## ACTIVITY
Repeat each entry as written, dropping any picture you find.

## Data records
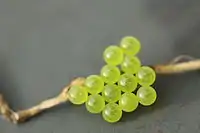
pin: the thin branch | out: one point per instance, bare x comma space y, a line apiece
23, 115
174, 67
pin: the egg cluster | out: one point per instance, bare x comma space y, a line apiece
121, 85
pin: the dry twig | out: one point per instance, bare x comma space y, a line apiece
174, 67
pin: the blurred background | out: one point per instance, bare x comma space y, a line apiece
46, 43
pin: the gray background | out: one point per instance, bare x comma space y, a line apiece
46, 43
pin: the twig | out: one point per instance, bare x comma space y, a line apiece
174, 67
23, 115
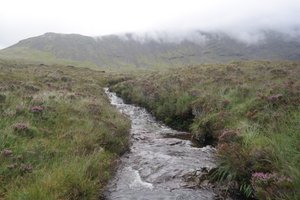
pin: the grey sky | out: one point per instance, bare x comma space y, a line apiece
21, 19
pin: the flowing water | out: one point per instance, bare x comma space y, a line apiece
158, 161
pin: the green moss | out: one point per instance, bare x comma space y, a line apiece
258, 101
59, 138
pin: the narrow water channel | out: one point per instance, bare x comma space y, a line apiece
158, 161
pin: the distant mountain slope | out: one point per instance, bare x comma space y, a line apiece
120, 51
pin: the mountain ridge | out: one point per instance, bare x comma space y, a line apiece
138, 51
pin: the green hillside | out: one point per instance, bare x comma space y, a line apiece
127, 50
249, 110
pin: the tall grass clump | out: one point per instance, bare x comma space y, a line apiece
59, 135
248, 110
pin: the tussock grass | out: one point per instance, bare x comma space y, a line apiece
59, 135
248, 110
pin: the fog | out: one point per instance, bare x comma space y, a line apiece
171, 20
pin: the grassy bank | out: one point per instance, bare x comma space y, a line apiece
249, 110
59, 135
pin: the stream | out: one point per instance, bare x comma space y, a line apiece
158, 162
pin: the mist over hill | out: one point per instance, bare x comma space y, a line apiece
156, 49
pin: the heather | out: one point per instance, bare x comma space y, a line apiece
248, 110
59, 136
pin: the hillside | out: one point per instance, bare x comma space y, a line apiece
248, 110
128, 50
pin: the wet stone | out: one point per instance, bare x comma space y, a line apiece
158, 162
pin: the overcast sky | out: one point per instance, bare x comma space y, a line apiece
20, 19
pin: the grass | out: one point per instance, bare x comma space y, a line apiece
59, 135
249, 110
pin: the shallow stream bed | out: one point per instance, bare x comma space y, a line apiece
158, 162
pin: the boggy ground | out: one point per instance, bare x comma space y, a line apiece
249, 110
59, 135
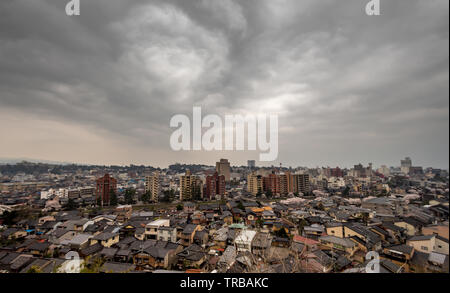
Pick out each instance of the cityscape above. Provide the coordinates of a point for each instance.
(223, 218)
(224, 144)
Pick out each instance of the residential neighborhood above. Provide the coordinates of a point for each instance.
(262, 220)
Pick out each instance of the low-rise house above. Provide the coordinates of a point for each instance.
(151, 229)
(167, 234)
(227, 259)
(340, 244)
(429, 243)
(220, 237)
(160, 255)
(411, 226)
(38, 248)
(201, 237)
(244, 240)
(108, 253)
(310, 244)
(192, 256)
(80, 241)
(187, 235)
(261, 243)
(123, 255)
(227, 217)
(13, 233)
(399, 254)
(441, 230)
(106, 239)
(20, 262)
(317, 262)
(91, 251)
(117, 268)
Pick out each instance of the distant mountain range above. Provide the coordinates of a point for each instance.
(19, 160)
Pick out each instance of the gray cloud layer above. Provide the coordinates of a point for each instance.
(102, 87)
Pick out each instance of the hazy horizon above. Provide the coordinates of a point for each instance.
(348, 88)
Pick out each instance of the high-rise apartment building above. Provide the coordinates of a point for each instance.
(215, 185)
(223, 168)
(191, 187)
(286, 183)
(301, 183)
(153, 185)
(405, 165)
(104, 187)
(255, 183)
(272, 183)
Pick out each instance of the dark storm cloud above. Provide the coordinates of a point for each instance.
(348, 87)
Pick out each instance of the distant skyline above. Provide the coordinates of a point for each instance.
(101, 88)
(32, 160)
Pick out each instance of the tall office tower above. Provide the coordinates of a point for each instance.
(191, 187)
(153, 186)
(215, 185)
(223, 168)
(405, 165)
(255, 183)
(105, 186)
(286, 183)
(301, 183)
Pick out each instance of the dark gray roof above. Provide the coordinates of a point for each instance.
(104, 236)
(421, 237)
(115, 267)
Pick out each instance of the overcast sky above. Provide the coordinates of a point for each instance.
(101, 88)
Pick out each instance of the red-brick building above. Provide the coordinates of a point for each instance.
(105, 186)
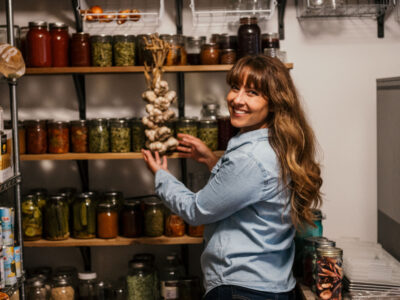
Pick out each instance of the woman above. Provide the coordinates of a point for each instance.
(259, 191)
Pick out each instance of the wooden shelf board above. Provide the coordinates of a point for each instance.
(133, 69)
(90, 156)
(119, 241)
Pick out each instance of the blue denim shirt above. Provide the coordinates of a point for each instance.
(248, 230)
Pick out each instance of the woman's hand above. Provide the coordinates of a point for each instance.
(155, 163)
(192, 147)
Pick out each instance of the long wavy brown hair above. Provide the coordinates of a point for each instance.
(290, 135)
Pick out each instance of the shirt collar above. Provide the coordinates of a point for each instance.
(246, 137)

## TASK RESPONSE
pin: the thin branch | out: one point per instance, bare x comma space y, a line apiece
23, 115
174, 67
pin: the egg cluster | out: one point per instance, bare x comma space y, a line apiece
121, 85
pin: the dry twig | out: one point per instance, bare x comma space y, a line apiece
174, 67
pin: the blurred background | out: one point per instance, bare x comma space y, a line apiece
46, 43
pin: the gray background | out: one point per instance, bare x comma space y, a line apiece
46, 43
pin: the twig | out: one point per instance, bare x comma space y, a line apiece
174, 67
23, 115
pin: the grey sky | out: one point per instance, bare x comma space y, a line apiece
21, 19
pin: the flowing water | out: one point per instance, bare x comma space y, a line apiece
158, 161
pin: the green moss | out: one point per instance, bare x comma space y, a line apiece
258, 101
59, 138
pin: the narrow water channel | out: one point per instance, bare x comma space y, a line apiece
158, 161
pin: the distant mountain slope | out: one point per instance, bare x comma space y, a line apiece
120, 51
pin: the mountain ridge | out: one point per instance, bare x comma space y, a line apiece
138, 51
pin: the green hillside | out: one point per instance, bare x comma space y, a line apiece
127, 50
249, 110
pin: the tall grass clump | out: one point per instance, bare x comma space y, a line apiece
59, 135
248, 110
pin: the tussock grass | out: one point per instance, bare x comma space y, a line apiece
59, 135
248, 110
pin: the fog | out: one point per instance, bare x comma space y, a line apiece
171, 20
pin: the grassy bank | out: one point per instance, bare x comma space y, a line apiece
249, 110
59, 135
pin: the stream | out: one point per instance, bare x comma space y, a line apiece
158, 162
pin: the mist over hill | out: one point per instance, bare x comma space y, a line apiece
156, 49
pin: the heather | out: one point per instance, bare x comma space y, a line apiece
248, 110
59, 136
pin: the hillside | out: one point per instance, bare x comma space y, a line apiece
248, 110
128, 50
pin: the wet stone | out: one point per instance, bare x comma space y, a line apiece
158, 162
pin: the overcast sky | out: one point per instance, bare x comma space y, a line apiece
20, 19
pin: the grass | out: one point per instance, bare x comma space y, a line apiece
59, 135
249, 110
pin: the shallow stream bed | out: one point per instance, bare x comma space y, a line apiece
158, 162
pin: the boggy ground | out: one point per instance, bare x comma space y, a line apiece
249, 110
59, 135
Pick out each instance of the cityscape above. Provide the coordinates of a point for each instance.
(223, 218)
(224, 144)
Pick out each instance of the residential neighborhood above. Provide the coordinates of a point for each instance.
(262, 220)
Pick out each instance of the low-rise house above. Provide the coordinates of a point for each instance.
(151, 229)
(167, 234)
(227, 259)
(340, 244)
(429, 243)
(220, 237)
(160, 255)
(411, 226)
(38, 248)
(201, 237)
(244, 240)
(108, 253)
(310, 244)
(192, 256)
(80, 241)
(187, 235)
(261, 243)
(123, 255)
(227, 217)
(13, 233)
(399, 254)
(441, 230)
(106, 239)
(20, 262)
(317, 262)
(91, 251)
(117, 268)
Pick out each instance of the distant mountain range above. Provide the coordinates of a point for each instance.
(19, 160)
Pick out each instance of the gray cloud layer above. Provide the coordinates of a point for each instance.
(102, 87)
Pick out each instance of the hazy horizon above. Provide the coordinates of a point for each instance.
(348, 88)
Pick out each instance of the high-rise apartment building above. Provide the coordinates of a point for each instance.
(215, 185)
(223, 168)
(191, 187)
(286, 183)
(301, 183)
(153, 185)
(405, 165)
(104, 187)
(255, 183)
(272, 183)
Pick out each instance of the dark storm cloud above. Provide the coordinates of a point for each instance.
(348, 87)
Pick out each instance of the distant skyline above. Provide the coordinates of a point for each instance.
(101, 88)
(32, 160)
Pick out each instance of the tall office tower above. Provide the coordinates of a point for each instance.
(191, 187)
(153, 186)
(215, 185)
(223, 168)
(405, 165)
(255, 183)
(105, 186)
(286, 183)
(301, 183)
Pick out each instance of the dark gray roof above. Provide the coordinates of a point for each instance.
(104, 236)
(421, 237)
(115, 267)
Pick out each instance of the overcast sky above. Provide the coordinates of a point for each instance.
(101, 88)
Pick out each instance of the red-brick building above. Provide the coordinates of a point for each instance.
(105, 186)
Pick out each instance of the woman above. Provide the coordinates of a point for each instance.
(259, 191)
Pick out each instance of the wooden shelf board above. Provide the coordinates of a point for each instance.
(133, 69)
(90, 156)
(119, 241)
Pick out each instance of the blue denim shirt above. Provide the coordinates of a point for each instance.
(248, 230)
Pick out each instance of the woman's hand above. Provide the coordinates of a point for each instance.
(155, 163)
(192, 147)
Pick out each instance of the long wavy brown hair above. Provide the coordinates of a point for each instance.
(290, 135)
Pick out each instance of the shirt collar above. Provide the coordinates of a point for each instance.
(246, 137)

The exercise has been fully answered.